____ MATERIAL TO PROCESS

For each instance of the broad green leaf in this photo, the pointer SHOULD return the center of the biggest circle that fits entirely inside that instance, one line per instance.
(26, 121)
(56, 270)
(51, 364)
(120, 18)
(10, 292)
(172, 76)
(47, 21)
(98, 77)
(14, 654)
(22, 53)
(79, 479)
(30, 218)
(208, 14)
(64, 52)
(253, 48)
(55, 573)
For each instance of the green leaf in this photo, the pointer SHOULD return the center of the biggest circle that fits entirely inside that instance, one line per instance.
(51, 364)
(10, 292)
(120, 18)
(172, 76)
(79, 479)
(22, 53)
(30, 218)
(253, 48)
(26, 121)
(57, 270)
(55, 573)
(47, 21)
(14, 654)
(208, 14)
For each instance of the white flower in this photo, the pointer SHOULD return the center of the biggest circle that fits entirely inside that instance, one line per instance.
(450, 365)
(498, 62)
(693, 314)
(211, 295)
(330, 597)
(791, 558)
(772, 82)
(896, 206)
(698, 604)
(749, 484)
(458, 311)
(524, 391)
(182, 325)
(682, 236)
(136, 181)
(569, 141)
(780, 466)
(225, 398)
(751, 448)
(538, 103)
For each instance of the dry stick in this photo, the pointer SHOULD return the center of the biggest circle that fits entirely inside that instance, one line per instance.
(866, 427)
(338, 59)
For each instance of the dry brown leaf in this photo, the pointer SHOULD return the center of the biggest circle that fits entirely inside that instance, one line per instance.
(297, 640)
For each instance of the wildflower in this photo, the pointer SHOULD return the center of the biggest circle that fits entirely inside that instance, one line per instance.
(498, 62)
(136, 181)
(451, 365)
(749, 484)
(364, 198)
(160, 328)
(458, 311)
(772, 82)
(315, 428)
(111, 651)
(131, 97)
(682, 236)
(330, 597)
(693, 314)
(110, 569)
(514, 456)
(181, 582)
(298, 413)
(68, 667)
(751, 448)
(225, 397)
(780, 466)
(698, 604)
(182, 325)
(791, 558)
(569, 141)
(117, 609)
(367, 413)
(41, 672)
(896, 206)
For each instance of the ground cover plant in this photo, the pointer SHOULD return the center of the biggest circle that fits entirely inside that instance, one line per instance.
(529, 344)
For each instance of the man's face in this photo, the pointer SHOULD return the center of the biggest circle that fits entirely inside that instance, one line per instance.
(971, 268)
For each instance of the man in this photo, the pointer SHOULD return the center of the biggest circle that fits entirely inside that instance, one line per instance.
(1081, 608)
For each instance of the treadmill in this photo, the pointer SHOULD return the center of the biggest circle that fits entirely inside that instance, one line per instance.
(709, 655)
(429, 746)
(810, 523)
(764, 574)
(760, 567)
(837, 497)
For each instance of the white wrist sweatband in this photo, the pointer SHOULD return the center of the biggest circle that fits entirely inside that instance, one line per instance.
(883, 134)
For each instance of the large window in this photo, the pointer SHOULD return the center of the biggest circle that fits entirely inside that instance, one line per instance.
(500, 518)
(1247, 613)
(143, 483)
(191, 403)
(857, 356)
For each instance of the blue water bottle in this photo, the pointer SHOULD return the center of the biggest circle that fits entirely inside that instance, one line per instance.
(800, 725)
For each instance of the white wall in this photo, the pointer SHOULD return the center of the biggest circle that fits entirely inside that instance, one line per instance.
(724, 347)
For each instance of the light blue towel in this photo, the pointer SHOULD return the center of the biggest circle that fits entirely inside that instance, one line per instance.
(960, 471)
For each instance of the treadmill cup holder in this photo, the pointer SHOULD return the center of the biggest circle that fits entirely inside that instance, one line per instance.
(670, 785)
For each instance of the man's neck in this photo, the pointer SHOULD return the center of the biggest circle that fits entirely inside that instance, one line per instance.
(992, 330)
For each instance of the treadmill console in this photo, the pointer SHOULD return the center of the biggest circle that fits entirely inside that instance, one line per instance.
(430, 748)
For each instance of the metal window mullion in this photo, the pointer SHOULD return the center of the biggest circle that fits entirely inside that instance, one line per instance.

________

■ EXERCISE: Would you retype the lines of the data above, from the one holding "For each instance of the treadmill cup" through its final line, exactly and without adding any other line?

■ EXERCISE ANSWER:
For each instance of the treadmill cup holder in this photo, the pointer SHOULD return the center of the biggest circle that fits entirely inside that instance, one line per instance.
(670, 785)
For each instance of the man's neck in this photo, the pointer SHOULD return the center of the biggest circle that fits entirely inside that instance, one line per instance.
(992, 330)
For each instance of the treadmill console in this photo, the pointer SHOULD return the center of the biggest circle that fits entirely inside that instance, one line per instance.
(430, 748)
For each instance of the metal window mullion in this photo, the pointer SHOULD return the center of the biggest circle that fits entirely inside that instance, one line per instance.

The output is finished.